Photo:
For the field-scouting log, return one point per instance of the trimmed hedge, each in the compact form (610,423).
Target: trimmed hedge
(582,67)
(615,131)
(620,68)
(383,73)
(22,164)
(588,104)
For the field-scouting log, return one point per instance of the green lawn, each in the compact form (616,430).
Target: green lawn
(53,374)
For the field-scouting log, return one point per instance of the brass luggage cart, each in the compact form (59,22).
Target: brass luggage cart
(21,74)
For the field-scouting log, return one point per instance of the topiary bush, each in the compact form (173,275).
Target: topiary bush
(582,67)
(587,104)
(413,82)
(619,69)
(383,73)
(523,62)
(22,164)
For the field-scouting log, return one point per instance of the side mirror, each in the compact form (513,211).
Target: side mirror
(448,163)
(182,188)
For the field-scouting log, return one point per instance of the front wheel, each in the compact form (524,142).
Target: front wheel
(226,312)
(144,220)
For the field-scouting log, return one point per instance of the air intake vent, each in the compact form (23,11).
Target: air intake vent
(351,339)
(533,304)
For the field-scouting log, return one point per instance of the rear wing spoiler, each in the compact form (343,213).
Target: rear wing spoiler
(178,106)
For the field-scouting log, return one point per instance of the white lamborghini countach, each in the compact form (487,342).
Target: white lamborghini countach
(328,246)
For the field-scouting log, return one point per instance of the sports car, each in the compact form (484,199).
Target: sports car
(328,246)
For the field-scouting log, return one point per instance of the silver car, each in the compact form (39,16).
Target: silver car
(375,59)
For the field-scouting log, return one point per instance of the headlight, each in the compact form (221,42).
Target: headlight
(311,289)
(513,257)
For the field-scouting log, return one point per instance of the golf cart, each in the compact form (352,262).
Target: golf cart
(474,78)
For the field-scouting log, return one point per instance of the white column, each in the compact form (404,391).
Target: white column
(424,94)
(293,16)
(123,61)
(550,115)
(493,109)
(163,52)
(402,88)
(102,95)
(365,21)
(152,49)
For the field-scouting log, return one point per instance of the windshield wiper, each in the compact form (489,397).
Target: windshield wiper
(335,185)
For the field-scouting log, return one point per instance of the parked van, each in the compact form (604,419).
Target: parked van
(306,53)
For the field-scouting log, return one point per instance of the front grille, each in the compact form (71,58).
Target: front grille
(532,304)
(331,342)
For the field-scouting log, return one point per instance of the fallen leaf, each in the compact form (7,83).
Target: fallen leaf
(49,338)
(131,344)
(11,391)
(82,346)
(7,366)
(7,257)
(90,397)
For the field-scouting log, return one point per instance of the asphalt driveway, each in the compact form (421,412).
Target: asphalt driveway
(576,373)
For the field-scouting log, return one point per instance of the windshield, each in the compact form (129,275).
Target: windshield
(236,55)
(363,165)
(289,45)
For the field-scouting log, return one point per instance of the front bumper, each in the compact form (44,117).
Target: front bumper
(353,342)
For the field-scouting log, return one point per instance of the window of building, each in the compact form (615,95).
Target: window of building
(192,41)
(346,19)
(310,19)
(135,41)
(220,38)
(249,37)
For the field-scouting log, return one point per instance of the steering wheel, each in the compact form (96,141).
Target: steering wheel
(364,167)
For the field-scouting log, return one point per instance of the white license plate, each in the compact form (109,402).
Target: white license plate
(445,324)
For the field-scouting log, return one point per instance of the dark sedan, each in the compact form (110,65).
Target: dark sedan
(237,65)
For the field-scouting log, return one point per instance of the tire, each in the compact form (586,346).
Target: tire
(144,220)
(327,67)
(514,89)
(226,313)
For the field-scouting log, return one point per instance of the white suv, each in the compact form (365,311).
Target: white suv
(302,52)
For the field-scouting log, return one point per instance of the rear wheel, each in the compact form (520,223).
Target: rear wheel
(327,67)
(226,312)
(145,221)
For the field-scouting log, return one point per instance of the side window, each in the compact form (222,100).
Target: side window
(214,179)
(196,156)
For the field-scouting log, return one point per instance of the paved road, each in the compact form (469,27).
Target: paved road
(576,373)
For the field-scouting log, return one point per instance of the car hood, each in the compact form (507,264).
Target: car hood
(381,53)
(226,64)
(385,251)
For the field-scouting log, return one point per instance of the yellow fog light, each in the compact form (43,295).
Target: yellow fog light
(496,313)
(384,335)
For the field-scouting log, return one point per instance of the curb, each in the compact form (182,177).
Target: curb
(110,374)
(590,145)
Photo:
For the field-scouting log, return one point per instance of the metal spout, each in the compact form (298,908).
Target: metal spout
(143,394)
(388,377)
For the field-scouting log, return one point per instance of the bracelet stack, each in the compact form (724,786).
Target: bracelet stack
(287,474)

# # # # #

— PROBLEM DETAILS —
Update all of the data above so that every "field-scouting log" reads "site survey record". Leave everything else unchanged.

— REPLY TO THE EXERCISE —
Photo:
For the site survey record, return one point per instance of the trimmed hedge, each in the compact form (610,423).
Target: trimmed hedge
(582,67)
(615,131)
(620,68)
(383,73)
(22,164)
(588,104)
For the site survey record, return one point per instance of the green lawn, each in the compact form (616,430).
Target: green lawn
(53,374)
For the site survey record, return one point per instance of the brass luggage cart, each in the compact form (59,22).
Target: brass luggage cart
(21,74)
For the site survey record, return one point per instance of the topiary bush, each in the compact form (173,275).
Target: topiary bush
(582,67)
(587,104)
(413,82)
(619,69)
(383,73)
(523,62)
(22,164)
For the site survey record, return one point per instance of the side mirror, each in the compact form (513,211).
Target: side mirror
(448,163)
(182,188)
For the site survey record, return one point per instance of the front wheel, each in the compact form (524,142).
Target: front wheel
(226,312)
(144,220)
For the site survey record, return one point per instance of the air intake vent, each in the compact form (23,11).
Target: air intake vent
(351,339)
(533,304)
For the site survey record, return one point per instance of the rear wing spoiler, each in the compact form (343,213).
Target: rear wing spoiler
(178,106)
For the site survey record, return one point per instance of the white lamborghini countach, each in the compact form (487,342).
Target: white lamborghini countach
(328,246)
For the site survey record, return one point per instance of the sports car, each in the compact form (484,199).
Target: sports car
(328,246)
For the site survey record, return one point per instance of the silver car, each in the compact form (39,16).
Target: silver car
(375,59)
For the site survey record, return one point per instance of the headlight, each in the compact form (221,42).
Target: headlight
(311,289)
(513,257)
For the site survey record, return one point per instance of the golf cart, each in the compact form (352,262).
Target: golf cart
(474,78)
For the site survey record, return one point per instance of the white column, each in the compact form (404,391).
Target: white column
(424,94)
(293,16)
(123,61)
(550,115)
(493,109)
(163,52)
(402,88)
(102,95)
(365,21)
(152,49)
For the site survey record, return one point per instance of the windshield wiper, each in the compact form (489,397).
Target: windshield wiper
(335,185)
For the site survey record, return one point per instance of the parked van, each in the compact form (604,419).
Target: parked van
(306,53)
For the site survey record, return one point per instance of the front grille, each in the compact form (71,58).
Target: front grille
(532,304)
(331,342)
For the site survey record, return one point per instance of the fallen leaf, each in the compact form (7,83).
Target: fallen leaf
(49,338)
(131,344)
(11,391)
(82,346)
(7,366)
(7,257)
(90,397)
For the site survey record, return one point per instance of the asphalt driveway, each in the compact form (421,412).
Target: asphalt driveway
(576,373)
For the site survey record, return one point per instance of the windshield, each in the compact form (129,275).
Target: windshield
(236,55)
(363,165)
(289,45)
For the site survey record, return one point per instance of the front bumper, each in the compact form (44,117).
Target: front bumper
(353,342)
For the site survey record, return one point per instance of the window of building, each in the compact form (615,95).
Target: window of building
(192,41)
(346,19)
(310,19)
(135,41)
(220,38)
(249,37)
For the site survey record, return one point per instance of the steering wheel, each in the compact form (96,141).
Target: steering wheel
(364,167)
For the site survey record, return one point per instance of the white license plate, each in the compact form (109,402).
Target: white license plate
(445,324)
For the site survey record, return one point per instance of the dark sedan, each in the compact form (110,65).
Target: dark sedan
(237,65)
For the site survey record, return one point per instance of the tire, each in the compact form (586,346).
Target: tire
(144,220)
(327,67)
(514,89)
(226,313)
For the site survey record, return one point per instance of the white suv, each in the compact form (365,311).
Target: white suv
(302,52)
For the site survey record, return one point per instance of the rear wheel, each in the compact form (520,223).
Target: rear wheel
(327,67)
(226,312)
(145,221)
For the site survey record, return one point per instance of the side window, each in the compact form (222,100).
Target: side window
(214,179)
(196,156)
For the site survey record, return one point per instance of the paved road, each in the compact form (469,27).
Target: paved road
(576,373)
For the site survey record, return one point per instance of the car hood, each in the compact form (507,264).
Target: car hood
(381,53)
(226,64)
(385,251)
For the site survey record, return one point per instance of the yellow fog light, each in the compact form (43,295).
Target: yellow fog light
(496,313)
(384,335)
For the site survey record, return one point per instance of the curb, each in the compact form (182,177).
Target: curb
(110,374)
(590,145)
Photo:
For the site survey record, return one point per instance of the metal spout, each in the compact form (298,908).
Target: metal spout
(143,394)
(388,377)
For the site survey record, return one point per instance of the bracelet stack, each in the compact form (724,786).
Target: bracelet stack
(287,474)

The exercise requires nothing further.